ACTION ITEM – Leave out the pictures and print the rest of the entries exactly as they stand.
· · · ·
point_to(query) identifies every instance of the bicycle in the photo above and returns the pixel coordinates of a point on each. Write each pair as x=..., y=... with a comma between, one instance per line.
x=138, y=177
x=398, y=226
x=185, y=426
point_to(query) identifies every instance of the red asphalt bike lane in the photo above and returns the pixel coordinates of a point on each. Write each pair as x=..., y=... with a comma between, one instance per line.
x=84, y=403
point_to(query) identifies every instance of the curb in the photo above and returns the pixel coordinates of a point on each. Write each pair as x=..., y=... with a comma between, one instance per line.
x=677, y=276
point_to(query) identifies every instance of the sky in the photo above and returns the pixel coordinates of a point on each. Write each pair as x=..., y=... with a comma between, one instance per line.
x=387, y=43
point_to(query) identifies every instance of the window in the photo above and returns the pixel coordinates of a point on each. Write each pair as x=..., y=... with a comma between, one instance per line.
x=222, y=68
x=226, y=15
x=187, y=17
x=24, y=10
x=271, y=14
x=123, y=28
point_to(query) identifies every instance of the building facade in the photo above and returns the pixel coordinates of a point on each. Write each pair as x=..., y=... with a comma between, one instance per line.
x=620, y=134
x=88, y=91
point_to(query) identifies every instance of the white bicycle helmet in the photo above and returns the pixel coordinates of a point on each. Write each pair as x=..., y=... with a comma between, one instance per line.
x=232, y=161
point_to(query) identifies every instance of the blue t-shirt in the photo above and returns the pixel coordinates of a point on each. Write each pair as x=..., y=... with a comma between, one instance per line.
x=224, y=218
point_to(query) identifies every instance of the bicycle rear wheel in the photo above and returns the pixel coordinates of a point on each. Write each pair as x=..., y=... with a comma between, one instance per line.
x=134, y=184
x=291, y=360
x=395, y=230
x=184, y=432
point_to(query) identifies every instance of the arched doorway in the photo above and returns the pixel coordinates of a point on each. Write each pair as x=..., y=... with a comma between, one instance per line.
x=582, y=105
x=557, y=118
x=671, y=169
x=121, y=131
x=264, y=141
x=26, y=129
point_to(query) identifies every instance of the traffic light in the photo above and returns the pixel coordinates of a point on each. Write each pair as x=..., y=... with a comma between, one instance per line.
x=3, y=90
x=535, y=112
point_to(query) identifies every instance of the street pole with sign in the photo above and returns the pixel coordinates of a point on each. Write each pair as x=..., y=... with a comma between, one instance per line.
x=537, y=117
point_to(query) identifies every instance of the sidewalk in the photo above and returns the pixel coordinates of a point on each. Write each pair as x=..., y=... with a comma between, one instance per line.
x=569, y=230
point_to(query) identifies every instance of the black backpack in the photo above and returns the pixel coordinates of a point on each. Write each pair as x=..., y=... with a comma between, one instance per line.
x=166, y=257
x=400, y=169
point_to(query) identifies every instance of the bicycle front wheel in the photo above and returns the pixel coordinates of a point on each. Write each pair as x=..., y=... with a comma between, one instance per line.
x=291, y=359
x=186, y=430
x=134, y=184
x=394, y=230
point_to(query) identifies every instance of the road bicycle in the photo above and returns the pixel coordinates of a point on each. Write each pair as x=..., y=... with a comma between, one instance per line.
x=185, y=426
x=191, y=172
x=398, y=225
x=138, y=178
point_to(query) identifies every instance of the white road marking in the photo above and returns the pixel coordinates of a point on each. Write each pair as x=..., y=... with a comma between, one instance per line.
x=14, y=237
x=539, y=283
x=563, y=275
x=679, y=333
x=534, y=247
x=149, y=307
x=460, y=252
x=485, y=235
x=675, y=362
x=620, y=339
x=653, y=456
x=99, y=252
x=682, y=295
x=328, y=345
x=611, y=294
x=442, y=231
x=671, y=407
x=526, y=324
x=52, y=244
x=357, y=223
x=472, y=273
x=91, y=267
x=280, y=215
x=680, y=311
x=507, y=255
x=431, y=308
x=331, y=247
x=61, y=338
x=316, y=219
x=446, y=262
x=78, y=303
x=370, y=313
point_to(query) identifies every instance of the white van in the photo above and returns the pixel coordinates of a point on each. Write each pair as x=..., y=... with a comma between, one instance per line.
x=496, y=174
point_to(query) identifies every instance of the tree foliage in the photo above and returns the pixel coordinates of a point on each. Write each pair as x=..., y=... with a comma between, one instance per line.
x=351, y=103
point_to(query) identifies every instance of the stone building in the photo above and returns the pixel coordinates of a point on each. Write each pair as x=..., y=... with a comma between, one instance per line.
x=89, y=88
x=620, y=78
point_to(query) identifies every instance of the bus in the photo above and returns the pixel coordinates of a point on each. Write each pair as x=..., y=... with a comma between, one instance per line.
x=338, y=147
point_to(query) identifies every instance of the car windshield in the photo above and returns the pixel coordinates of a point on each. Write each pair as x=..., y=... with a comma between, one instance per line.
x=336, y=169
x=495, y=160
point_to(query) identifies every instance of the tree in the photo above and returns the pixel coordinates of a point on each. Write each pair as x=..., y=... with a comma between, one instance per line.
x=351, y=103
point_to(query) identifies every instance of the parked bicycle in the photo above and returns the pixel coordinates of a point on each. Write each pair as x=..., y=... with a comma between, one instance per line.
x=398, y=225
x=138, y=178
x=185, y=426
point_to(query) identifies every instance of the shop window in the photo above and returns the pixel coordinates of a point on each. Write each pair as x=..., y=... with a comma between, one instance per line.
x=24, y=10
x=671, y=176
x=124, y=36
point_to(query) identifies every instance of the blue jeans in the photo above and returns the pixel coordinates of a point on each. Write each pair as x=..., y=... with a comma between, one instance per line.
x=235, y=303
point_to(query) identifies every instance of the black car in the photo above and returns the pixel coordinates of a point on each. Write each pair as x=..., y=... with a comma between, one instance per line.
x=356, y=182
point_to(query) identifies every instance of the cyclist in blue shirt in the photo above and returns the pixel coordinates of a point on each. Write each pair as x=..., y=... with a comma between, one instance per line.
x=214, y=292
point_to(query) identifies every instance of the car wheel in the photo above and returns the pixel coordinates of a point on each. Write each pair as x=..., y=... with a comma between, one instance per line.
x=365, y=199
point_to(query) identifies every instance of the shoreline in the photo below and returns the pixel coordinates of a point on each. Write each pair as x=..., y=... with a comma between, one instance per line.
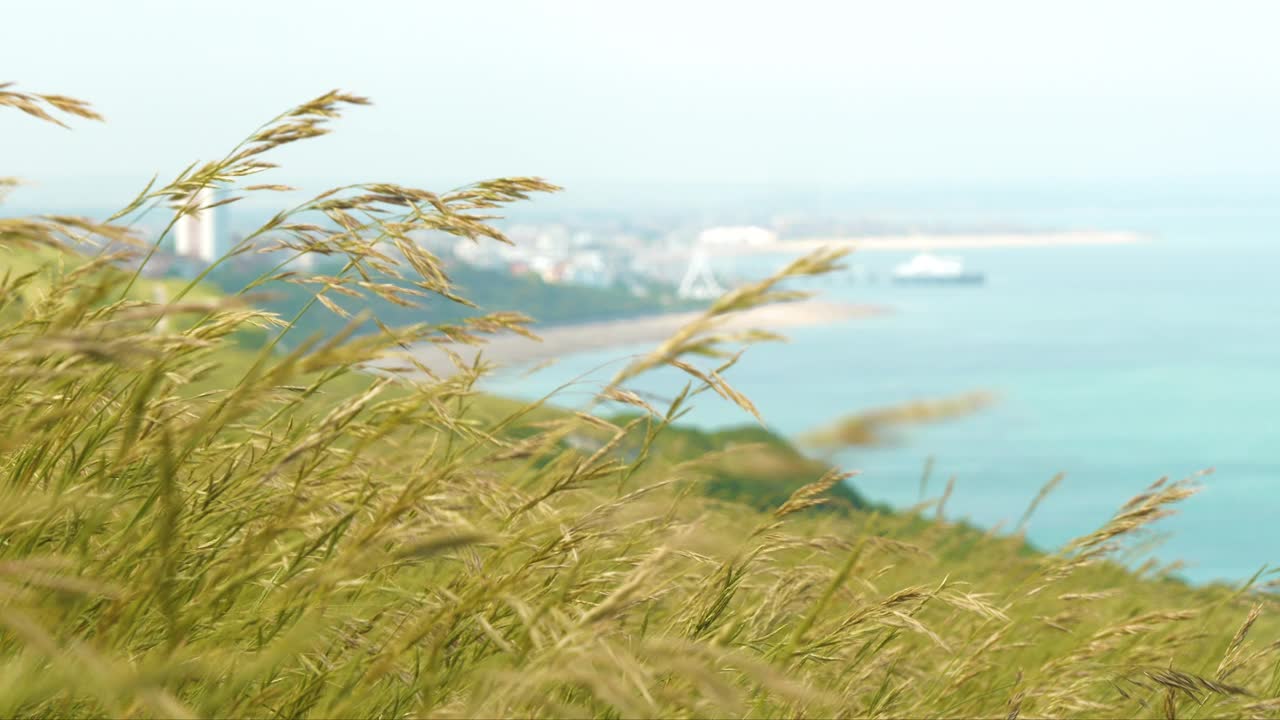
· · · ·
RESULT –
point_to(query) identifies every instance of the bicycle in the photo above and returns the pixel coordinates of a point on each. Write each pair as x=..., y=... with a comma between, one instance per line.
x=138, y=177
x=398, y=226
x=185, y=426
point_to(query) identifies every instance of the red asphalt bike lane in the photo above and returns the pixel coordinates of a point on each. Write each pair as x=..., y=... with a comma between, one instance per line.
x=84, y=403
point_to(query) identifies every instance of the curb in the photo above and returns the pixel coordinates of a point on each. Write each pair as x=..., y=... with a comma between, one instance per line.
x=677, y=276
point_to(query) identifies every instance of the sky in the photo above and returns the pixel coordinates of a point on each. Write each pair as x=..., y=... with a comma between, one instance per line.
x=387, y=43
point_to(query) identifies every instance of the window in the photo above and returns the pixel coordinates of a point on each. Write each pair as x=..., y=... with a comma between, one instance per line.
x=222, y=68
x=226, y=15
x=187, y=17
x=24, y=10
x=271, y=14
x=123, y=28
point_to(query) identifies every instance of the building facade in the photo above and returns the pixel coordinates of a point on each. Write each pair as x=..., y=... with a comma between, one instance per line.
x=620, y=134
x=88, y=91
point_to(query) identifies every instance of the white bicycle helmet in the photo above and returns the pixel coordinates of a point on each. Write each pair as x=..., y=... with a comma between, one instance per line.
x=232, y=161
point_to(query) identifies every instance of the blue t-shirt in the photo above and returns the pixel coordinates of a point on each. Write each pair as x=..., y=... with a comma between, one instance per line.
x=224, y=218
point_to(query) identifies every instance of the bicycle rear wheel in the photo above and returns the pixel coordinates of a point on each. Write each pair as x=..., y=... with a comma between, one instance per line.
x=134, y=184
x=291, y=360
x=395, y=230
x=184, y=432
point_to(query) identifies every instance of the arched doorway in the photo above and returns the pixel coordinates of a point on each. Write each pair as x=..., y=... with a comma between, one instance per line.
x=582, y=105
x=557, y=118
x=671, y=169
x=121, y=131
x=264, y=141
x=26, y=129
point_to(query) identifies every instance of the traffic light in the photo above and returns the pixel coordinates of a point on each. Write each pair as x=..., y=... with a comma between, one instance per line.
x=3, y=90
x=535, y=112
point_to(query) identifies every instance of the street pole with sign in the photo above and returns the pixel coordinates of a point on each. Write each pair as x=..., y=... with a comma between, one instance per line.
x=537, y=117
point_to(query) identifies every instance of the sidewalk in the photo above and returns the pixel coordinates of a point on each. Write each pair as x=..., y=... with a comma between, one instance per line.
x=569, y=230
point_to(query) identifies every instance of the black backpack in the photo above and returns the pixel coordinates of a point on each. Write each pair as x=..., y=... with a comma between, one instance per line.
x=166, y=257
x=400, y=169
point_to(query) identifies every instance of the bicycle front wheel in the photo above and returns the pixel coordinates of a point on each. Write each pair as x=..., y=... with a comma between, one instance per line.
x=291, y=359
x=186, y=430
x=134, y=184
x=394, y=230
point_to(query) identifies every instance of the road bicycle in the photo above and returns the pixel coordinates of a point on each. Write each pair as x=..., y=... with a comma between, one instance per line.
x=185, y=426
x=191, y=172
x=398, y=225
x=138, y=178
point_to(query) identifies every instance of the white road marking in the photo above and returns the pixel coordinates of a point on each. Write each pair as x=..., y=... with a comma between, one instance per line.
x=14, y=237
x=539, y=283
x=563, y=275
x=679, y=333
x=534, y=247
x=149, y=307
x=460, y=252
x=485, y=235
x=675, y=362
x=620, y=339
x=653, y=456
x=99, y=252
x=682, y=295
x=328, y=345
x=611, y=294
x=442, y=231
x=671, y=407
x=526, y=324
x=52, y=244
x=357, y=223
x=472, y=273
x=91, y=267
x=280, y=215
x=680, y=311
x=507, y=255
x=431, y=308
x=331, y=247
x=61, y=338
x=316, y=219
x=446, y=262
x=78, y=303
x=370, y=313
point_to(query) identifies every instance of the white van in the photo above and returns the pixel coordinates of a point on each. Write each pair as x=..., y=... with a comma between, one instance per line.
x=496, y=174
point_to(query) identifies every instance of the tree foliage in the photo above and returns the pixel coordinates of a point on each. Write each pair as x=..., y=... with a comma between, one instance per line.
x=351, y=103
point_to(query) identifies every instance of the stone building in the photo above and returns the pixel coordinates of a point on each. Write each pair as x=..., y=... with a comma between, one instance per line.
x=89, y=88
x=620, y=78
point_to(query) identifies every instance of the bus in the photo above and returns the pixel coordinates of a point on each. Write each pair as x=..., y=... with a comma between, one instance per line.
x=338, y=147
point_to(query) identifies every instance of the car windshield in the photo above and returns the pixel coordinates of a point on each. Write each pair as x=..., y=... with a comma between, one instance per line.
x=336, y=169
x=495, y=160
point_to(query) identifies every instance of the tree in the photo above and returns the pixel coordinates of a point on each. Write each pair as x=..., y=... with a comma between, one instance per line.
x=351, y=103
point_to(query) identifies every instance of the parked bicycle in the photo above and returns the pixel coordinates of a point on each. Write each pair as x=..., y=... with a comma between, one instance per line.
x=398, y=225
x=138, y=178
x=185, y=426
point_to(query) identifies every instance of the shop window in the photo above and returns the pixel coordinates of a point on each. Write each pair as x=..., y=... with a comma between, one instance per line.
x=24, y=10
x=671, y=176
x=124, y=36
point_to(query) identifies every instance of the blue jeans in the photo above and returns the pixel coordinates of a point on each. Write each pair as x=..., y=... with a comma between, one instance per line.
x=235, y=303
point_to(query) identifies every instance of the black car in the photo above and returns the pixel coordinates of a point on each. Write each pair as x=..., y=... with a comma between, one instance per line.
x=356, y=182
point_to(query) identifies every instance of the cyclist in blue shirt in the photo above and returns the pixel coordinates of a point on each. Write each pair as x=..., y=... with a comma between, one instance per line.
x=214, y=292
point_to(query) identifies every instance of the car wheel in the photo above and returns the pixel coordinates of a point on each. Write each pair as x=..., y=... with a comma between, one instance per line.
x=365, y=199
point_to(query) identifies every instance of the shoreline in the photo below and returns the pixel coordinates of a point on each. Write each pair as x=..., y=... with a comma between, one instance per line.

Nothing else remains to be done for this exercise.